TASK LIST:
1 – Can you sum up the botulism article in two sentences?
2 – Could you rewrite the botulism article from "Botulism is more" to "than cobra venom.", with "neurotoxin" swapped for "nerve poison"?
3 – Answer these questions about the botulism article:
(a) What Latin word gave botulism its name?
(b) About how many cases of food-borne botulism poisoning occur in the United States each year?
(c) Between what temperatures do the spores grow best?

PAGE EXTRACT:
'''

Diseases & Conditions
The most common type of the infectious disease known as “botulism” is a food-borne illness involving the toxin Clostridium botulinum, which is both rare and very deadly (two-thirds of those afﬂicted die). Another type is known as “infant botulism,” an uncommon illness that strikes infants under the age of one. Because botulism is technically an intoxication, not an infection, the patient cannot infect others even though the toxin and bacteria will be excreted in feces for months after the illness.
Botulism is more common in the United States than anywhere else in the world owing to the popularity of home canning; there are about 20 cases of food-borne botulism poisoning each year. Botulism got its name during the 1800s from botulus, the Latin word for “sausage,” because of a wave of poisoning from contaminated sausages.
Botulism toxins are a type of neurotoxin that attaches to the nerves, blocking the messages that are sent to the muscles. The C. botulinum spores (latent form of the bacteria) are found in air, water, and food; they are harmless until deprived of oxygen (such as inside a sealed can or jar). If conditions are favorable, the spores will start to generate and multiply, producing one of the most deadly toxins known—seven million times more deadly than cobra venom.
Cases of botulism from commercially canned food are rare because of strict health standards enforced by the U.S. Food and Drug Administration, although some people have gotten botulism from eating improperly handled commercial pot pies. In Canada cases have been reported from seal meat, smoked salmon, and fermented salmon eggs. Most cases occur during home canning.
Canned foods that are highly susceptible to contamination include green beans, beets, peppers, corn, and meat. Although the spores can survive boiling, the ideal temperature for their growth is between 78°F and 96°F. They can also survive freezing.
Even though botulism spores are invisible, it is possible to tell if food is spoiled by noticing if jars have lost their vacuum seal; when the spores grow, they give off gas that makes cans and jars lose the seal. Jars will burst or cans will swell. Any food that is spoiled or whose color or odor does not seem right inside a home-canned jar or can should be thrown away without tasting or even snifﬁng, since botulism can be fatal in extremely small amounts.

'''

DATA SHOWN:

'''

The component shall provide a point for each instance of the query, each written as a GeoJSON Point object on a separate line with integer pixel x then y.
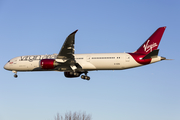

'''

SOLUTIONS TO THE TASKS:
1 – Botulism, most commonly a food-borne illness, is rare but very deadly, and its toxins attach to the nerves and block the messages sent to the muscles. It is more common in the United States than anywhere else because of home canning, and any spoiled home-canned food, such as a jar that has lost its seal or a can that has swollen, should be thrown away without tasting or sniffing.

2 –
Botulism is more common in the United States than anywhere else in the world owing to the popularity of home canning; there are about 20 cases of food-borne botulism poisoning each year. Botulism got its name during the 1800s from botulus, the Latin word for “sausage,” because of a wave of poisoning from contaminated sausages.
Botulism toxins are a type of nerve poison that attaches to the nerves, blocking the messages that are sent to the muscles. The C. botulinum spores (latent form of the bacteria) are found in air, water, and food; they are harmless until deprived of oxygen (such as inside a sealed can or jar). If conditions are favorable, the spores will start to generate and multiply, producing one of the most deadly toxins known—seven million times more deadly than cobra venom.

3 –
(a) Botulus, meaning "sausage"
(b) About 20
(c) Between 78°F and 96°F